WHAT TO DO> Please pull the passage from the article on the jobs numbers that runs from "It may not be" up to and including "of the year.", copying it word for word.

------ STUDY TEXT

The Jobs Numbers Take the ‘Stag’ Out of the Stagflation Scare

The story of the American labor market is less murky than it seemed just a few weeks ago. The new jobs numbers present a straightforward, sunny story: Despite it all — the virus variants, the reopening struggles — Americans are going back to work at a rapid clip.

It may not be the kind of off-the-charts job growth experienced in the initial reopening surge last spring and summer. But the new numbers undermine stories that the jobs recovery has petered out, or that the inflationary surge of the last several months is giving way to a period of “stagflation” — stagnant growth paired with higher prices.

Stagnant economies don’t add 531,000 jobs in a month, and they don’t exhibit a low and rapidly falling unemployment rate — 4.6 percent in October, down from 4.8 percent in September and 6.3 percent at the start of the year.

But perhaps more important is what the new numbers tell us about the dynamics of the job market going back a couple of months.

The Labor Department’s revisions to the August and September reports added 235,000 jobs to those months’ numbers. The three-month average for job growth now stands at 442,000. That is a substantial fade from the recent peak of 889,000 jobs added per month from May through July. But it is still a robust pace that implies the labor market is gradually healing from the scars of the pandemic.

------------
------ THE DATA

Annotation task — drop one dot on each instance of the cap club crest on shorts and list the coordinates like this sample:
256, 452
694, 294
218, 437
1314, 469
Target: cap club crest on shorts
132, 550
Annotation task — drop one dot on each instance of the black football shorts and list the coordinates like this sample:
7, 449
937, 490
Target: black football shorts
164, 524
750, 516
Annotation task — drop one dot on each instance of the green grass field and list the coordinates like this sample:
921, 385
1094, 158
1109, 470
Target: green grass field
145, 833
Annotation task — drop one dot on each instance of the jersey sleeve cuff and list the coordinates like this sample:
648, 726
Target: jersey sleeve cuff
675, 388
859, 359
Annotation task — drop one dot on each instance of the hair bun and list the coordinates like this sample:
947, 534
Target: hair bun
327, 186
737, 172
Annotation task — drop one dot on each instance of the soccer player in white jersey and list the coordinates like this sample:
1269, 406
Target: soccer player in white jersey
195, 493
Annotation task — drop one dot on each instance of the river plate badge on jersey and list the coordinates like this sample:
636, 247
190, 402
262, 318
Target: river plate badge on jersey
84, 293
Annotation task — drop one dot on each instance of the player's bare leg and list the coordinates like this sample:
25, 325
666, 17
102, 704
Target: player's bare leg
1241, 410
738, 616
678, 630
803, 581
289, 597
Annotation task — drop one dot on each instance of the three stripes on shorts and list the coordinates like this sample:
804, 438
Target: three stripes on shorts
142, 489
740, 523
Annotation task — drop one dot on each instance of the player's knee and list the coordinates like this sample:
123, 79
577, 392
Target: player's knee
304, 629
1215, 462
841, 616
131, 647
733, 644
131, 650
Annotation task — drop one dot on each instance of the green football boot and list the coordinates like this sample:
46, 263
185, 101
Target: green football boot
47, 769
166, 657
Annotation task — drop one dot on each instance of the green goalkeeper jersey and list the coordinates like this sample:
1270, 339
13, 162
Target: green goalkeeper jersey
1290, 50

------------

OUTPUT OF THE EXERCISE>
It may not be the kind of off-the-charts job growth experienced in the initial reopening surge last spring and summer. But the new numbers undermine stories that the jobs recovery has petered out, or that the inflationary surge of the last several months is giving way to a period of “stagflation” — stagnant growth paired with higher prices.

Stagnant economies don’t add 531,000 jobs in a month, and they don’t exhibit a low and rapidly falling unemployment rate — 4.6 percent in October, down from 4.8 percent in September and 6.3 percent at the start of the year.